## 取り組む課題
1: 満州侵攻をめぐる本文によると、ソ連は中国解放後どれくらいで撤退しましたか。
2: 満州侵攻をめぐる本文を、最後の文の後から書き継いでください。

## 本文
■ ■ ■
満州に侵攻したソ連軍は、中国人と一体となって、日本軍を撃破しています。日本は、中国で侵略者として振る舞い、住民の抗日戦線のために、消耗しました。ソ連は、解放者として、住民の支持のもと、有利に戦いました。

日本とソ連の違いを、政治を含めた軍事力の違いだったと説明することも可能です。しかし、侵略者と解放者の違いと見ることも可能です。後者の見方をするならば、日本が悪で、ソ連が正義と言うことも可能です。

なお、ソ連は、中国解放後、1年をたたずして、撤退しました。そのまま居座ったら、日本のように、侵略者になるところだったかもしれません。このあたり、スターリンの政治判断力の勝利です。

_ はじめまして② ― 2006年05月24日 00時53分07秒

日本はロシアに対し、満州・朝鮮・樺太での虐殺を非難することが出来ましたし、シベリア抑留をホロコーストだと糾弾することが出来たはずでした。スターリンの暴虐はソ連人ですら辟易していたわけですから、反論出来なかったはずです。ところが日本は行動しなかった。弱肉強食の観点から言えば、何もかもお人よしの日本が悪いのです。だからこそ私は耐えられないのです。日本人は道徳的であることを強要されてきました。だから過去のことで苦しんできたのです。今になってやっと日本は悪くなかった、だから自虐的になる必要はもうないんだと、言い切りたかったのですが、実はそもそも善悪とか道徳なんて観念に過ぎないのだよ、日本は負けた、単にそれだけ、相手に道徳を求めても無駄。結果が全て、勝てばよい、ずるいほうが得、残酷になりきれないものは損をする、それが現実。そういう結論に達したとき、私の心は張り裂けんばかりなのでした。いったい、いままでは何だったの!と…。日本人はいまだにそのことに気づいていませんが、それに気がつかなかったことによる、損害はあまりにも大きすぎました。
■ ■ ■
## 提供された情報

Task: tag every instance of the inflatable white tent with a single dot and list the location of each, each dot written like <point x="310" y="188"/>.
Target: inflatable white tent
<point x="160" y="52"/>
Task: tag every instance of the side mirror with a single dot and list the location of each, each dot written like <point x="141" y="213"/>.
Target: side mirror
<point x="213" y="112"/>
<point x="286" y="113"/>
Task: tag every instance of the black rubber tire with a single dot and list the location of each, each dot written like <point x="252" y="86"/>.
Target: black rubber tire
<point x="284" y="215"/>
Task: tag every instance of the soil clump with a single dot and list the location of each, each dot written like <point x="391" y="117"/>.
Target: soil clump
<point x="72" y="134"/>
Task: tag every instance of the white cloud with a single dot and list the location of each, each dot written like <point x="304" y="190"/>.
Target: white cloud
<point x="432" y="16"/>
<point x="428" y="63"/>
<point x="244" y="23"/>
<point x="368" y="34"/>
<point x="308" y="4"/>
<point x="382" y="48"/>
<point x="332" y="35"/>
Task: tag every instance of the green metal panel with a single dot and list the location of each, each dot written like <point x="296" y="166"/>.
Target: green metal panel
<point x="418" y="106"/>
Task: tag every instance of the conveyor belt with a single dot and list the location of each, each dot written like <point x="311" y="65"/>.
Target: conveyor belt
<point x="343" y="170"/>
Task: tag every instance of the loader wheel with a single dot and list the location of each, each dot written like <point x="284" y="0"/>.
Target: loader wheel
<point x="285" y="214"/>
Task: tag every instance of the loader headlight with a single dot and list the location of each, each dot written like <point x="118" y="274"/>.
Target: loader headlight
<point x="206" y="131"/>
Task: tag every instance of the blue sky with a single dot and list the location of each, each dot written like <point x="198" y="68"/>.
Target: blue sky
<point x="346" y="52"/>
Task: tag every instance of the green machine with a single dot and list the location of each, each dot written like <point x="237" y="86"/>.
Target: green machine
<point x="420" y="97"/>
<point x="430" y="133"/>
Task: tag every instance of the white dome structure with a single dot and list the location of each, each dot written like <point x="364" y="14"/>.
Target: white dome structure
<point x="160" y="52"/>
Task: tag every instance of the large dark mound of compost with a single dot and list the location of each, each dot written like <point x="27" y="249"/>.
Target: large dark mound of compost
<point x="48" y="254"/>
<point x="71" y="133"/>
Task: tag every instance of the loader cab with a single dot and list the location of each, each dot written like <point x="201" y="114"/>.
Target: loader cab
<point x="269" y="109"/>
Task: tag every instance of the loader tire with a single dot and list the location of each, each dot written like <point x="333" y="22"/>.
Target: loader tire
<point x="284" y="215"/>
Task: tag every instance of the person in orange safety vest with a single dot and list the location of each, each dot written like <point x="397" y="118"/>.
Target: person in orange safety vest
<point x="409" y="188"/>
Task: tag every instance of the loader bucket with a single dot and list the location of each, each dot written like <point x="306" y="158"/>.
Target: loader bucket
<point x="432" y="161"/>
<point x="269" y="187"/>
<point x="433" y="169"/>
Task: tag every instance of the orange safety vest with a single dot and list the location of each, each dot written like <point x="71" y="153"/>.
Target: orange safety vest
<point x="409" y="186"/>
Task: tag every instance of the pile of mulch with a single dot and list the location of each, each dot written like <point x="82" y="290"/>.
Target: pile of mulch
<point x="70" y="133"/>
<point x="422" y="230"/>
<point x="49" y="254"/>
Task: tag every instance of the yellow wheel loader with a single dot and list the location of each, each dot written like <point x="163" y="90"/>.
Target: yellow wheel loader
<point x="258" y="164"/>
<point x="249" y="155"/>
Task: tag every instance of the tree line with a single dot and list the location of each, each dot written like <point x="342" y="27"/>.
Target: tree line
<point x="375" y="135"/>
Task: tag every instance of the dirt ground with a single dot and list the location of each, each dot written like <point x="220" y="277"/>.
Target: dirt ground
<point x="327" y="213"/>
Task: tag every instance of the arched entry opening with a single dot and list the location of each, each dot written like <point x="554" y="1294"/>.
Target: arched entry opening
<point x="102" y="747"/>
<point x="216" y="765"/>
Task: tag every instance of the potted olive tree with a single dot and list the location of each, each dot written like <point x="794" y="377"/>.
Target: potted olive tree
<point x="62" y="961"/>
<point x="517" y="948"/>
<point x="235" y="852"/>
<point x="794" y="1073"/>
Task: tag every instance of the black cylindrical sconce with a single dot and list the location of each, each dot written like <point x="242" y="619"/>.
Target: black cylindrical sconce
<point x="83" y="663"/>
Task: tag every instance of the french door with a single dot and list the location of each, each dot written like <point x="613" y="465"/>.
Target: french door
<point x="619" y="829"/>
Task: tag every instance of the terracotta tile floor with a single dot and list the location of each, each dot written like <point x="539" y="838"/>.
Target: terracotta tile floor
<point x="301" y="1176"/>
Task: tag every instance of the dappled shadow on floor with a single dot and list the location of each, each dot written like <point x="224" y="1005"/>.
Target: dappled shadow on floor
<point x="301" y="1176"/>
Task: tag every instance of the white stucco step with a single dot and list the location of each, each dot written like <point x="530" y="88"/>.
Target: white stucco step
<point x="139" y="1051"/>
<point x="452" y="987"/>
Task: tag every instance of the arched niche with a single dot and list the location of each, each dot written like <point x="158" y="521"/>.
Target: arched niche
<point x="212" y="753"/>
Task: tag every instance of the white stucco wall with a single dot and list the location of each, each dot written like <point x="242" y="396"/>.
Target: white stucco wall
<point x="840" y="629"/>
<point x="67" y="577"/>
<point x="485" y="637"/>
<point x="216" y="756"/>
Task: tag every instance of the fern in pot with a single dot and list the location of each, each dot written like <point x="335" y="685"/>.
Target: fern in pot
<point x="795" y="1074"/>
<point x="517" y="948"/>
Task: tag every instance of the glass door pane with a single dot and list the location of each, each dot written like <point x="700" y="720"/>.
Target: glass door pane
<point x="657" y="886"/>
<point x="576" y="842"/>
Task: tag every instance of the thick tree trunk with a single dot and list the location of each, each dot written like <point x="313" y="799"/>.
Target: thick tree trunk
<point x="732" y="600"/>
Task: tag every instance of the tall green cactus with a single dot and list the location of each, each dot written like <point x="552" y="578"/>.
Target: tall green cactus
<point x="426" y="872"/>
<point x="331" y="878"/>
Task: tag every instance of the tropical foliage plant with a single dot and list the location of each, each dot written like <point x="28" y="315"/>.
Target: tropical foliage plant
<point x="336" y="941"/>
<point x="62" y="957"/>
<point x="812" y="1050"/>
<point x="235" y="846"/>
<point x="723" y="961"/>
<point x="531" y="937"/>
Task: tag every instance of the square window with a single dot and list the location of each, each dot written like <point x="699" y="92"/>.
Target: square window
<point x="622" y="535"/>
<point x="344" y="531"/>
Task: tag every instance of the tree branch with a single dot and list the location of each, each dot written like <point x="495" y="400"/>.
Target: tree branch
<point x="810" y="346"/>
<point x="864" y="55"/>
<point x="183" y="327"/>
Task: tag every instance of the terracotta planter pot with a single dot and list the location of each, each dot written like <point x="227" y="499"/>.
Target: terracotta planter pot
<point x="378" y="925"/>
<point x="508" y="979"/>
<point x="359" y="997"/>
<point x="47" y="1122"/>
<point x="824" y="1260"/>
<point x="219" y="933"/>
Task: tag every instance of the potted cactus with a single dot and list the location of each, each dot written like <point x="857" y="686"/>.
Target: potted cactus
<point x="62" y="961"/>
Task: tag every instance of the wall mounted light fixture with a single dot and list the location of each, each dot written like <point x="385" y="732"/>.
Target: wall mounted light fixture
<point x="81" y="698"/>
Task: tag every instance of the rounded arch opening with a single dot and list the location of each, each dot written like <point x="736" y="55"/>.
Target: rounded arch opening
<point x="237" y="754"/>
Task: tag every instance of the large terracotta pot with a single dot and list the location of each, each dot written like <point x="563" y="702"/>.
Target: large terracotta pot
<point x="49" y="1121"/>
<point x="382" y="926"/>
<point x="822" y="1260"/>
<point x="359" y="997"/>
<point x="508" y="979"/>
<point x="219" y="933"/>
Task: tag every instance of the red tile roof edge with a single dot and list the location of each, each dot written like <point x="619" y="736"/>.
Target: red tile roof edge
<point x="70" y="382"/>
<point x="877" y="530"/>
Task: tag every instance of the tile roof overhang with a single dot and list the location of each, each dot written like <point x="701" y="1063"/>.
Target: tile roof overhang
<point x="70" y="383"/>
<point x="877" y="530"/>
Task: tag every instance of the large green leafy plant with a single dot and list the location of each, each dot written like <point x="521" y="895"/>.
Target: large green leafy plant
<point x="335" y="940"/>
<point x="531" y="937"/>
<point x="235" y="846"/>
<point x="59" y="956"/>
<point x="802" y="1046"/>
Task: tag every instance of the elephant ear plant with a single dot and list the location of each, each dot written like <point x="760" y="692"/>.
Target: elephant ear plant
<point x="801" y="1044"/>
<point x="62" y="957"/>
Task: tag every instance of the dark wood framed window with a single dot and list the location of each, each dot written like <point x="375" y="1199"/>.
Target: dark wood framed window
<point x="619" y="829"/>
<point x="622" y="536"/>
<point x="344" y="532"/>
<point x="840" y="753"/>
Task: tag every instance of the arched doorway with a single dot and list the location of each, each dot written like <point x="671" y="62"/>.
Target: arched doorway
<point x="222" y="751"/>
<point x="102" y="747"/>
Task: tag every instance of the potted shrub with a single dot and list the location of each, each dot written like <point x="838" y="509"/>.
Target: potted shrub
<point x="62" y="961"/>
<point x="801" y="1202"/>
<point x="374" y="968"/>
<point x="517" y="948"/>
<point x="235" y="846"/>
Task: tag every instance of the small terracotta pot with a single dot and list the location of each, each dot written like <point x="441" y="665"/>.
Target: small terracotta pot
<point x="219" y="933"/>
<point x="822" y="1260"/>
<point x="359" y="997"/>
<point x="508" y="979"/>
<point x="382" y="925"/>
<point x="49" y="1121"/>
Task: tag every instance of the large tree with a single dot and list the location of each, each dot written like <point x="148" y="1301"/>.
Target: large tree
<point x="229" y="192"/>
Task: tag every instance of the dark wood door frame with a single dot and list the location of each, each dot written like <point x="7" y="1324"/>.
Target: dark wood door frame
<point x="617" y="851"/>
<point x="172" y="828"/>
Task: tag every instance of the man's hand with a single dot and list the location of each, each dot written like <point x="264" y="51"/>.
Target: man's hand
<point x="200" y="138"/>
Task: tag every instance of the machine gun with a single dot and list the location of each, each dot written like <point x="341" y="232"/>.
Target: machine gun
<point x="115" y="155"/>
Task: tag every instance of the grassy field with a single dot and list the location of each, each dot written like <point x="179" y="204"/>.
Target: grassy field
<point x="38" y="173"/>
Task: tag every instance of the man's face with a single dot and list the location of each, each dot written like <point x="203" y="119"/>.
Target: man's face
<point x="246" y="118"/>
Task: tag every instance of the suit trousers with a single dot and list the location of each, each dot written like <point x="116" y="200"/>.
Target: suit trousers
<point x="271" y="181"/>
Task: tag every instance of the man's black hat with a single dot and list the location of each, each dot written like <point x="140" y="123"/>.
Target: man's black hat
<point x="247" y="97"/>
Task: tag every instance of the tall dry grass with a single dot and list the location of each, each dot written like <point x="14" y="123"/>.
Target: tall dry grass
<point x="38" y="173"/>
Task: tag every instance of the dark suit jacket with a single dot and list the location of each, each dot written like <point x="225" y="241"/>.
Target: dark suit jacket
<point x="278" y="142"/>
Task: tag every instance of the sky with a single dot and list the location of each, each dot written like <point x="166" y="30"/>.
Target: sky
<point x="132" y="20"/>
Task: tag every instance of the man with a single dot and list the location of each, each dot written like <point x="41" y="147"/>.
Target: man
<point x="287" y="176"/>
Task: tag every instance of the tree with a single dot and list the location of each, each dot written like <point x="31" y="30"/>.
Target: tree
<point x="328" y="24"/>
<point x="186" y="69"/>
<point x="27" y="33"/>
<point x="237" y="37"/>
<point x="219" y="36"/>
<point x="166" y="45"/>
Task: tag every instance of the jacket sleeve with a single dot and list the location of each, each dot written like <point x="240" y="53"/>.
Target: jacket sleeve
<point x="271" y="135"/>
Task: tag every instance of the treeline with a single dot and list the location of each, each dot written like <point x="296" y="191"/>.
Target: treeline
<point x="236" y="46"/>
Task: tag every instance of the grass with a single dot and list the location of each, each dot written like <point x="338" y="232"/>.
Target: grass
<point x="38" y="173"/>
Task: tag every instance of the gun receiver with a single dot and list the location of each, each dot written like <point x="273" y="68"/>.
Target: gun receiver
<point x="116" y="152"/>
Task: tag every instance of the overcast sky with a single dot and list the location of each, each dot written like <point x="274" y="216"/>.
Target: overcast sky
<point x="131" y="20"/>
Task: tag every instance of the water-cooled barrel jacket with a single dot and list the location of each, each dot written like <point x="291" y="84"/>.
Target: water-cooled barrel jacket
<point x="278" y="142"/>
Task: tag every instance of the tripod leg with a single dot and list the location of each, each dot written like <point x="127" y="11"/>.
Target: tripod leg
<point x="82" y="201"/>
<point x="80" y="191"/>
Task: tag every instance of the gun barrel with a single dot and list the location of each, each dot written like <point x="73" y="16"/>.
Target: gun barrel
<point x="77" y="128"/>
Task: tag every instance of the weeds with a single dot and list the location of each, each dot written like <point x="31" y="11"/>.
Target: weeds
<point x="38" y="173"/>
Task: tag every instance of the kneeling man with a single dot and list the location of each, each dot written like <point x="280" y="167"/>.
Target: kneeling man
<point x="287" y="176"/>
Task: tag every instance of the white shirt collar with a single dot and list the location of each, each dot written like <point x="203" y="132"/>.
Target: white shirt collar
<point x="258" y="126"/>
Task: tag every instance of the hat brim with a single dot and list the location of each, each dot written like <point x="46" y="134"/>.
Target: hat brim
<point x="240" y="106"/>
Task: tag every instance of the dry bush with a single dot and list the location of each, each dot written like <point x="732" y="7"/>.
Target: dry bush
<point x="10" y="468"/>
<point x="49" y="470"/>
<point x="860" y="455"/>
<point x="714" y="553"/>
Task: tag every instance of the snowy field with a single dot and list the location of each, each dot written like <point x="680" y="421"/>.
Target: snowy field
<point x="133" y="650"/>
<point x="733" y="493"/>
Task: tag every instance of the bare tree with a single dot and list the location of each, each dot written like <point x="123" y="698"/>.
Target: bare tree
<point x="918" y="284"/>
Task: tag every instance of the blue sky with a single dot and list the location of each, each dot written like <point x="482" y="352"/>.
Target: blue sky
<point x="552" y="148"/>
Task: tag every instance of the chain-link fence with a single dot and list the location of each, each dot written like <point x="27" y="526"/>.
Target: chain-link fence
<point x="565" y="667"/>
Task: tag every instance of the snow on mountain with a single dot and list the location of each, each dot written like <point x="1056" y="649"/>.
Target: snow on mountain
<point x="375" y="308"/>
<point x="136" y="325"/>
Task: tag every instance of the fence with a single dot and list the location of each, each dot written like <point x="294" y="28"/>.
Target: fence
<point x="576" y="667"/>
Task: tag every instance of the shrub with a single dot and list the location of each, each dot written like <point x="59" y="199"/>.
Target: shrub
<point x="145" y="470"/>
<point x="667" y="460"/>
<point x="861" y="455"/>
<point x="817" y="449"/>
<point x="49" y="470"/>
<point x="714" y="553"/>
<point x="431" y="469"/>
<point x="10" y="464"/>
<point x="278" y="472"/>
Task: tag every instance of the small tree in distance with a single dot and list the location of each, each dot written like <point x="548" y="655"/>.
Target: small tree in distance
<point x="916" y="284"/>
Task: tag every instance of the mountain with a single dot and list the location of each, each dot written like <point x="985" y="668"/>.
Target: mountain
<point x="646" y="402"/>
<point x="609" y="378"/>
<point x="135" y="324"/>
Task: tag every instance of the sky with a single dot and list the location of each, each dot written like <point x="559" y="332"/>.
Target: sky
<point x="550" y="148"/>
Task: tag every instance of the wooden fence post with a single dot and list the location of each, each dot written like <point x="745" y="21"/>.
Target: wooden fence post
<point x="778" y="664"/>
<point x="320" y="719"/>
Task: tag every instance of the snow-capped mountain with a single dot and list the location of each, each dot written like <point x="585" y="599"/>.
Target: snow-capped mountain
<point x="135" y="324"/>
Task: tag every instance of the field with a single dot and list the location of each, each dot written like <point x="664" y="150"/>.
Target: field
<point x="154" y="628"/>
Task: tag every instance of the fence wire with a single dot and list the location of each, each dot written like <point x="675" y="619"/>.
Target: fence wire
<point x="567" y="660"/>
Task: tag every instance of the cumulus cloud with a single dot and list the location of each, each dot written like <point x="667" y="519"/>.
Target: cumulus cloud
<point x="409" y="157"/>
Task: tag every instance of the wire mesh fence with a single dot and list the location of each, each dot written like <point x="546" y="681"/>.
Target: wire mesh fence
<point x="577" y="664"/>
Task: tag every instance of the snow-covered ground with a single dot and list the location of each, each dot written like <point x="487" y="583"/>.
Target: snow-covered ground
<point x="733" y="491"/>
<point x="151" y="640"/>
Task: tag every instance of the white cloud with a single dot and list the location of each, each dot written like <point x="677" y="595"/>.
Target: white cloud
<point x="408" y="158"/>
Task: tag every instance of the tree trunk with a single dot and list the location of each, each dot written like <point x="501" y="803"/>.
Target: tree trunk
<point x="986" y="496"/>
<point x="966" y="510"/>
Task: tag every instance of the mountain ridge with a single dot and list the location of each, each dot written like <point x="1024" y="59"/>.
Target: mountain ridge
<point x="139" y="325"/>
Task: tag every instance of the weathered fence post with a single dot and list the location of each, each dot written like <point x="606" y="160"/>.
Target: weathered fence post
■ ■ ■
## 課題の解答
1: 中国解放後、1年もたたないうちに撤退しました。

2:
_ cccpcamera ― 2006年05月24日 17時19分08秒

前のコメントで、詳しく書いたつもりなのですが、ご理解いただけなかったようなので、再び説明します。

>日本はロシアに対し、満州・朝鮮・樺太での虐殺を非難することが出来ましたし

 日露国交回復では、極東軍事裁判、サンフランシスコ条約、日ソ共同宣言、この3つが重要です。これらが、どのようなものだったのか、正しい理解が必要です。前のコメントで、その旨、書いたつもりでしたが、ご理解いただけなかったようですので、具体的な参考図書を記載します。実際に非難できたのかどうなのか、容易に理解できると思います。

①極東軍事裁判を知るため
『東京裁判 上巻・中巻・下巻』 朝日新聞法廷記者団/編 東京裁判刊行会(1962)
②サンフランシスコ条約締結の経緯を知るため
『日本外交史27 サンフランシスコ平和条約』 西村熊雄/著 鹿島平和研究所/編 鹿島平和研究所出版会(1971)
③日ソ共同宣言締結の経緯を知るため
『モスクワにかける虹:日ソ国交回復秘録』 松本俊一/著 朝日新聞社(1966.10.15)(2002年に「ゆまに書房」より復刻)

①は極東軍事裁判の弁護側意見・検察意見・判決が示されています。②③は条約交渉担当当事者による回想です。
なお、日ソ共同宣言締結の経緯を知るためには、以下の本も参考になります。
『クレムリンへの使節 北方領土交渉1955-1983』 久保田正明/著 文藝春秋(1983.2.5) 
(日ソ交渉に特派員としてモスクワ、ロンドンに同行した新聞記者の記述です。)


>シベリア抑留をホロコーストだと糾弾することが出来たはずでした。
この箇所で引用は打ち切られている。